Ein wichtiger Aspekt dieser Behandlung ist die Vermeidung von Folgeschäden. Dazu zählt zum Beispiel eine regelmäßige augenärztliche Kontrolle, weil auf der gelähmten Seite Lidschluss und Tränenproduktion beeinträchtigt sein können. „Es wird auch beobachtet, dass die Patienten Probleme mit der Mundhygiene und daraus resultierend mit der Zahn-und Mundgesundheit haben“, so Lisa Strobelt, „dazu gab es aber unseres Wissens noch keine systematischen Analysen.“ Die inzwischen approbierte Zahnärztin machte deshalb eine Untersuchung der Mundgesundheit von Patientinnen und Patienten mit Fazialisparese zum Thema ihrer Doktorarbeit.

Insgesamt 86 Personen nahmen an der Studie teil, die Hälfte mit einer Fazialisparese, die andere mit gesunder Gesichtsmuskulatur. Lisa Strobelt bestimmte bei allen mehrere zahnmedizinische Indizes, um die Mundgesundheit einschätzen und vergleichen zu können. Sie untersuchte, wie fest die Zähne sitzen, wieviel Zahnbelag und Zahnstein vorhanden ist, ob Zähne kariös sind und wie viele Füllungen sie aufweisen, wie tief die Zahnfleischtaschen sind und ob das Zahnfleisch zu Blutungen neigt. In der Paresegruppe erhob sie diese Werte sowohl für die gelähmte als auch für die andere Gesichtshälfte. Außerdem beantworteten die Studienteilnehmer Fragen zu ihrer Zahnhygiene und der Einschätzung der eigenen Mundgesundheit.

--- Aufgaben ---
**a.** Zähle alle Merkmale der Zähne und des Zahnfleischs auf, die Lisa Strobelt laut dem Text zur Fazialisparese bei den Studienteilnehmern untersuchte.
**b.** Gib aus dem Text zur Fazialisparese alles von „Insgesamt 86 Personen“ bis hinunter zu „der eigenen Mundgesundheit.“ wortgetreu aus.
Das anschließende Material stammt aus einer anderen Quelle als der Text.

--- Datensatzinhalt ---
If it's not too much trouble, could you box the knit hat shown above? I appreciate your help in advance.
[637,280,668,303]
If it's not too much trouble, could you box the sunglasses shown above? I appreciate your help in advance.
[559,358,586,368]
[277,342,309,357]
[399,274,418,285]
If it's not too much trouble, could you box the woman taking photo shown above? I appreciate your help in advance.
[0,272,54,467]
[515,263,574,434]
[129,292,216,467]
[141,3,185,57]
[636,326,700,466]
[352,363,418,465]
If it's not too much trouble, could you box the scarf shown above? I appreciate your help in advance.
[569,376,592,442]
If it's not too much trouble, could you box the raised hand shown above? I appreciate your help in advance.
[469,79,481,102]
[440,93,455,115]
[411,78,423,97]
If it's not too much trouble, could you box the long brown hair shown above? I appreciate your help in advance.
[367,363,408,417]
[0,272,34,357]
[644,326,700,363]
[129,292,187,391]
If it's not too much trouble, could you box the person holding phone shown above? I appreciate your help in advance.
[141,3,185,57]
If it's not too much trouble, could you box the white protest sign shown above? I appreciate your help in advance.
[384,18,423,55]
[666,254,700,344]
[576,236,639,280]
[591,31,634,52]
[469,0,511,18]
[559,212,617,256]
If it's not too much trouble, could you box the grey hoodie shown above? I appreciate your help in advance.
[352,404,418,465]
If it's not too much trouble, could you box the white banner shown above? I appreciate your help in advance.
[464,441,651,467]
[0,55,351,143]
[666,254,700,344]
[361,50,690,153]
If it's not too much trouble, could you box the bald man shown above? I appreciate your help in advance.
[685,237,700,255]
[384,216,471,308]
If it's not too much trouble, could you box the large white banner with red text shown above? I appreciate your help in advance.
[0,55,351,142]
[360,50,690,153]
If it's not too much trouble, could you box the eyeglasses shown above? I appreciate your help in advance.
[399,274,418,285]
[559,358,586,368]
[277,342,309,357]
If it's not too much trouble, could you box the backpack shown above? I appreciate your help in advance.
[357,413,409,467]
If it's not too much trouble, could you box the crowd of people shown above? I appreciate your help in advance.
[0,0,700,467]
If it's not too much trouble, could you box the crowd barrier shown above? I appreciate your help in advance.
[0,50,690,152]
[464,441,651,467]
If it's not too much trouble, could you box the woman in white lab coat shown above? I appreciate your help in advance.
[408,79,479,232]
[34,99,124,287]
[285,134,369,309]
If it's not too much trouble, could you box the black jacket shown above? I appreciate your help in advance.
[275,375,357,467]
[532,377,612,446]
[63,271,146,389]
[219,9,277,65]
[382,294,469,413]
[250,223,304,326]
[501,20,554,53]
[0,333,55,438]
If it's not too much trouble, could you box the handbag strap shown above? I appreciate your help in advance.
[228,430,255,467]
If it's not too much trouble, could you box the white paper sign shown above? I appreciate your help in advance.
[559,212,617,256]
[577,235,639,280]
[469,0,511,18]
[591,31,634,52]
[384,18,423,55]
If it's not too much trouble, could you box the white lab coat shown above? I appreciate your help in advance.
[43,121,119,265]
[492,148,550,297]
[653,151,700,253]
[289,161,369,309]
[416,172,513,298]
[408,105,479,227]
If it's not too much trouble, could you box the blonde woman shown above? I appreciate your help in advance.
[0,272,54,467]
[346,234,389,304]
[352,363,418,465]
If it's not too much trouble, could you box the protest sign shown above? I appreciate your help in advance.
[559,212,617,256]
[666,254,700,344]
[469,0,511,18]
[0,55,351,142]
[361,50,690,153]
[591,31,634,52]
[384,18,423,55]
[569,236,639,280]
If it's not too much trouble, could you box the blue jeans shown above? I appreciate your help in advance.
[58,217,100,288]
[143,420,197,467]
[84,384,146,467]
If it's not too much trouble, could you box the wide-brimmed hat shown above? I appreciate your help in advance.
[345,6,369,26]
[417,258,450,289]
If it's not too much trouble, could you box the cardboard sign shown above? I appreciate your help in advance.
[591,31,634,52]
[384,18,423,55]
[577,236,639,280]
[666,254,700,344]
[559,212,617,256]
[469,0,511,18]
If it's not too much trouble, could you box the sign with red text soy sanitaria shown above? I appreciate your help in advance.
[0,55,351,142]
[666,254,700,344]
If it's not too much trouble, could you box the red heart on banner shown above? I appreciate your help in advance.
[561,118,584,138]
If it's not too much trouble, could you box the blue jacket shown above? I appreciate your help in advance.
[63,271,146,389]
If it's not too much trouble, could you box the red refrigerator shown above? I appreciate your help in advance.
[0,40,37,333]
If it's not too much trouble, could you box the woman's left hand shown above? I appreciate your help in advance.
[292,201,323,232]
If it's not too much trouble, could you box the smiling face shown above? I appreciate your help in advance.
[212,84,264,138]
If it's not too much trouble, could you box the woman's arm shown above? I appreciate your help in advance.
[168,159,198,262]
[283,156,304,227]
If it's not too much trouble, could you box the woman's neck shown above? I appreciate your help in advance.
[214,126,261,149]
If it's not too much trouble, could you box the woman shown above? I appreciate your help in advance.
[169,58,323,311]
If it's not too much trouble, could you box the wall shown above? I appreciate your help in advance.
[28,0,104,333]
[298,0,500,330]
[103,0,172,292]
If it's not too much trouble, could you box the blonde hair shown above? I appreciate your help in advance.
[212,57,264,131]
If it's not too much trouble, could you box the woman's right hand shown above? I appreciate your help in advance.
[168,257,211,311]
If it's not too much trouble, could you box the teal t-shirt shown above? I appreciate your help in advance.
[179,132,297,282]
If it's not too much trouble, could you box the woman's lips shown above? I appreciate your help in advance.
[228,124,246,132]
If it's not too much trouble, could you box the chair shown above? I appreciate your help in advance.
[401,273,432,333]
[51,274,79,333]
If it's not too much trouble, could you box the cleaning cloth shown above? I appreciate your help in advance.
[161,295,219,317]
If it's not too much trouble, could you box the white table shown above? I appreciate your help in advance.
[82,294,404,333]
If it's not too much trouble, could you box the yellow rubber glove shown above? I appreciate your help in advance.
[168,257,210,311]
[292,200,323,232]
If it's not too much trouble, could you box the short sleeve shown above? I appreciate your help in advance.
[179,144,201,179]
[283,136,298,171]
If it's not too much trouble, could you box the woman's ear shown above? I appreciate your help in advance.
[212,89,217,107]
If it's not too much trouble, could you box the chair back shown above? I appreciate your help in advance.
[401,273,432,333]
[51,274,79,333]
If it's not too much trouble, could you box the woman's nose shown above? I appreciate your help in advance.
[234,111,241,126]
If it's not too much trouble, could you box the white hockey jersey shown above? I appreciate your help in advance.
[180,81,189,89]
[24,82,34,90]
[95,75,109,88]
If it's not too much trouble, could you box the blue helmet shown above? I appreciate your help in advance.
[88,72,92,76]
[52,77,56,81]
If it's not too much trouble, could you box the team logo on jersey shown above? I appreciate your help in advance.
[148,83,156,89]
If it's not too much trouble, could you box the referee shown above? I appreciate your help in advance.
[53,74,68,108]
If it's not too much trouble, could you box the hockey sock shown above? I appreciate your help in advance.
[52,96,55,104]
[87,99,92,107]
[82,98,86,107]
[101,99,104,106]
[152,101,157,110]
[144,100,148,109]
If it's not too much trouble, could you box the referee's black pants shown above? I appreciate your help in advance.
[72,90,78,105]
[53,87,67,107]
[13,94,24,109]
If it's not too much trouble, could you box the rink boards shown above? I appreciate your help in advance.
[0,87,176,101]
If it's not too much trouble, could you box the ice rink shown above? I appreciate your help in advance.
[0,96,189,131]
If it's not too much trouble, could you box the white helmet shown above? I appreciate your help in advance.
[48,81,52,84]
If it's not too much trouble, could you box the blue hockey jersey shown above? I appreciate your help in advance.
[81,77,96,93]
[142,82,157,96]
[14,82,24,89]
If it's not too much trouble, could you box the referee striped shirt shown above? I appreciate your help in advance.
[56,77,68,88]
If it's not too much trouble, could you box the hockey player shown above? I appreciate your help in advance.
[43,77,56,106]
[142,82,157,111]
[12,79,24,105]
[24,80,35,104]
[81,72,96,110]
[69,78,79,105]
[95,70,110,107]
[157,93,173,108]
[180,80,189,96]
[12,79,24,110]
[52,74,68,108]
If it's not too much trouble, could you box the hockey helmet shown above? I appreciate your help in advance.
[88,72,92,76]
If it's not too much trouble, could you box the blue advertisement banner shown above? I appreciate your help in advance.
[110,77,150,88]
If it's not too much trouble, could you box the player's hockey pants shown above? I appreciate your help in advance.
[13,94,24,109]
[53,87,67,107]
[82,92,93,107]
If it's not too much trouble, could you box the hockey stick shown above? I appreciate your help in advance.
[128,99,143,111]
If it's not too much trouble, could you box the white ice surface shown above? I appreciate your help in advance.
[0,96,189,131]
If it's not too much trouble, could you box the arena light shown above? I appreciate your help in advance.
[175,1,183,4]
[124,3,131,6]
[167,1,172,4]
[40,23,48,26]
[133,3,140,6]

--- Lösungen ---
**a.**
- wie fest die Zähne sitzen
- wie viel Zahnbelag vorhanden ist
- wie viel Zahnstein vorhanden ist
- ob Zähne kariös sind
- wie viele Füllungen die Zähne aufweisen
- wie tief die Zahnfleischtaschen sind
- ob das Zahnfleisch zu Blutungen neigt

**b.**
Insgesamt 86 Personen nahmen an der Studie teil, die Hälfte mit einer Fazialisparese, die andere mit gesunder Gesichtsmuskulatur. Lisa Strobelt bestimmte bei allen mehrere zahnmedizinische Indizes, um die Mundgesundheit einschätzen und vergleichen zu können. Sie untersuchte, wie fest die Zähne sitzen, wieviel Zahnbelag und Zahnstein vorhanden ist, ob Zähne kariös sind und wie viele Füllungen sie aufweisen, wie tief die Zahnfleischtaschen sind und ob das Zahnfleisch zu Blutungen neigt. In der Paresegruppe erhob sie diese Werte sowohl für die gelähmte als auch für die andere Gesichtshälfte. Außerdem beantworteten die Studienteilnehmer Fragen zu ihrer Zahnhygiene und der Einschätzung der eigenen Mundgesundheit.